• [Textauszug]:
□ □ □ □ □ □ □

Newlands ergriff dann auch im Plenum der Konferenz das Wort für die ILGA-Europa, die verstärkt die religiöse Monopolrolle des Vatikans bei der OSZE in Frage stellen möchte. Der Heilige Stuhl ist ja Mitglied der OSZE mit Sitz und Stimme und kann mit seinem Veto jede Entscheidung in der Organisation blockieren. Die Überraschung bei vielen Delegationen der Mitgliedsstaaten war denn auch recht groß, als plötzlich ein anglikanischer Priester im Namen der ILGA-Europa sprach und mit Vehemenz für die Gleichberechtigung von Lesben und Schwulen eintrat. Im Vorjahr sind die ILGA-Europa und der Vatikan im Plenum der Konferenz „aneinandergeraten“, weil sich der Vatikanvertreter dagegen aussprach, dass die OSZE „sexuelle Orientierung“ in ihr Mandat zur Bekämpfung von Hassverbrechen explizit aufnimmt.
Das in Warschau ansässige OSZE-Büro für „demokratische Institutionen und Menschenrechte“ (ODIHR), das die jährlichen Implementierungstreffen vorbereitet, widmet sich seit 2003 verstärkt der Bekämpfung von Hassverbrechen. ODIHR listet in seiner Arbeitsdefinition von Hassverbrechen „‚Rasse‘, nationale oder ethnische Herkunft, Sprache, Hautfarbe, Religion, Geschlecht, Alter, geistige oder körperliche Behinderung, sexuelle Orientierung oder andere ähnliche Faktoren“ als jene Kategorien auf, nach denen einschlägige Täter ihre Opfer gezielt aussuchen.

□ □ □ □ □ □ □

• [Vorliegende Daten]:
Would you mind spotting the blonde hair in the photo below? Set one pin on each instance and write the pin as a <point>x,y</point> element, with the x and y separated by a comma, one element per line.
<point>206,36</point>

□ □ □ □ □ □ □

• [Deine Aufgabe A]: Gib den Textauszug zwischen „Newlands ergriff dann“ und „Hassverbrechen explizit aufnimmt.“ einschließlich wieder und tausche dabei „Priester“ gegen „Geistlicher“.
• [Deine Aufgabe B]: Seit welchem Jahr kümmert sich das ODIHR laut dem Textauszug verstärkt um die Bekämpfung von Hassverbrechen?
Die Zeilen haben mit dem Textauszug nichts zu tun.

• [Ergebnis A]:
Newlands ergriff dann auch im Plenum der Konferenz das Wort für die ILGA-Europa, die verstärkt die religiöse Monopolrolle des Vatikans bei der OSZE in Frage stellen möchte. Der Heilige Stuhl ist ja Mitglied der OSZE mit Sitz und Stimme und kann mit seinem Veto jede Entscheidung in der Organisation blockieren. Die Überraschung bei vielen Delegationen der Mitgliedsstaaten war denn auch recht groß, als plötzlich ein anglikanischer Geistlicher im Namen der ILGA-Europa sprach und mit Vehemenz für die Gleichberechtigung von Lesben und Schwulen eintrat. Im Vorjahr sind die ILGA-Europa und der Vatikan im Plenum der Konferenz „aneinandergeraten“, weil sich der Vatikanvertreter dagegen aussprach, dass die OSZE „sexuelle Orientierung“ in ihr Mandat zur Bekämpfung von Hassverbrechen explizit aufnimmt.

• [Ergebnis B]: Seit 2003.